[TASK GOAL] In full and unchanged, set down the entries that follow, with no images.

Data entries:
------------------------------------

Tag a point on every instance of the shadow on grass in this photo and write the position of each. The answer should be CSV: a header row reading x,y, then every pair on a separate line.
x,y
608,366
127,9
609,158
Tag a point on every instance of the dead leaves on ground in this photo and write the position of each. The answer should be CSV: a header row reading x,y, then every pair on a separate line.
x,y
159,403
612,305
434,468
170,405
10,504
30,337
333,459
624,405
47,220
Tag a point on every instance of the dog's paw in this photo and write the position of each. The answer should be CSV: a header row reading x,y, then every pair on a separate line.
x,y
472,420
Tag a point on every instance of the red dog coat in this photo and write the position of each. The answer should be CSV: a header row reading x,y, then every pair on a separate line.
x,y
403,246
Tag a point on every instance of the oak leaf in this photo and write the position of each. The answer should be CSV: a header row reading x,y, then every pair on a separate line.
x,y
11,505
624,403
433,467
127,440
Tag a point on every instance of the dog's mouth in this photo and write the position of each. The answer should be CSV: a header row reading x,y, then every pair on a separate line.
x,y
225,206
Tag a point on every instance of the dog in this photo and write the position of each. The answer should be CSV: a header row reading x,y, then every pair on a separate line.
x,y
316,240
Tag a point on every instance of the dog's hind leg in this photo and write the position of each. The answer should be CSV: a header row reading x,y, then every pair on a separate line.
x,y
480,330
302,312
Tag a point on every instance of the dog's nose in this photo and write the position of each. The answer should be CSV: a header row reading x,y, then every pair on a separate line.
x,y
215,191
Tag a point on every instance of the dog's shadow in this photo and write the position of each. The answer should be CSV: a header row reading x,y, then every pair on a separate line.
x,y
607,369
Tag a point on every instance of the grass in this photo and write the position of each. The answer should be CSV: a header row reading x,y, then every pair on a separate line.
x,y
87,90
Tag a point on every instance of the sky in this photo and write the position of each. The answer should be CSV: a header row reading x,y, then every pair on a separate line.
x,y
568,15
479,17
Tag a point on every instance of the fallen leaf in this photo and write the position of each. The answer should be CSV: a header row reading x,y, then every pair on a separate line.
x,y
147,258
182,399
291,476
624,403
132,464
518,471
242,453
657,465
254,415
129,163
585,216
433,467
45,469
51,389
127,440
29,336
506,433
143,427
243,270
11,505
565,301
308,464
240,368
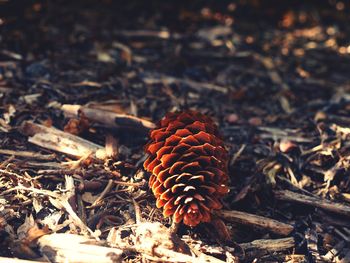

------------------------------------

[SOLUTION TO THIS TASK]
Tag a point on every instance of the shadow on grass in this photo and write the position of each. The answer should be CSV: a header row reading x,y, then every pair on a separate line.
x,y
608,366
127,9
609,158
Tag a point on every instance of the dead leaves on ground in this photo and write the position of each. The answer should be CSV: a header row reading x,y, then every pair on a separate line.
x,y
159,403
612,305
434,468
170,405
10,504
30,337
333,459
624,405
47,220
Tag a point on every instance of the dog's paw in this photo and write the position of each. The answer should be CSV: a header row reading x,y, then every pair on a separate line.
x,y
472,420
Tag a point on every instance of the red dog coat in this photo and write the position of each. The answer should be CSV: a header row reading x,y, then every pair on a separate line.
x,y
403,246
Tag a point on every instance of the oak leaf in this photo and write the position of each. The answer should be CSV: a header row reading x,y, then every pair on a separate line.
x,y
11,505
624,403
433,467
127,440
Tag a point on every instance of the dog's mouth in this photo and write the position of each. The answer should be CSV: a header row reading x,y, then every pair on a separate line.
x,y
225,206
Tag a point on every instance of the dog in this photo and write the position of each. The answer should be CSV: a header row reading x,y, then every pair on a separate line.
x,y
316,240
Tag a point on every instance of the dog's hind leg in this photo and write the position of each. The answer should be CSV: a header row reading x,y, then every pair on a separate line.
x,y
480,330
302,312
Tag a point on every instance of the dog's nose in this photo and write the position of each. The answer should be CSV: a header row reading x,y, then every pair on a separate line.
x,y
215,191
Tag a point on every instance of the dog's shadow in this photo and write the position of each. The answer should be CSV: a header row reading x,y, then every pair on a separate line.
x,y
607,369
Tag a point on every instance of the grass in this photo and write the position of each. The answer should be CSV: a header row reading x,y, then every pair on a separate line.
x,y
87,90
Tag a point on every instance of the sky in this photo and write the position of each. The answer should be CSV: a header row reading x,y, then every pair on a separate line.
x,y
568,15
479,17
Tag a point on every instance of the fallen leaf in this photo and write the position of each. The answer should be CSV: a header row reading x,y, then every pair on a separate line.
x,y
147,258
182,399
291,476
624,403
132,464
518,471
242,453
657,465
254,415
129,163
585,216
433,467
45,469
51,389
127,440
29,336
506,433
143,427
243,270
11,505
565,301
308,464
240,368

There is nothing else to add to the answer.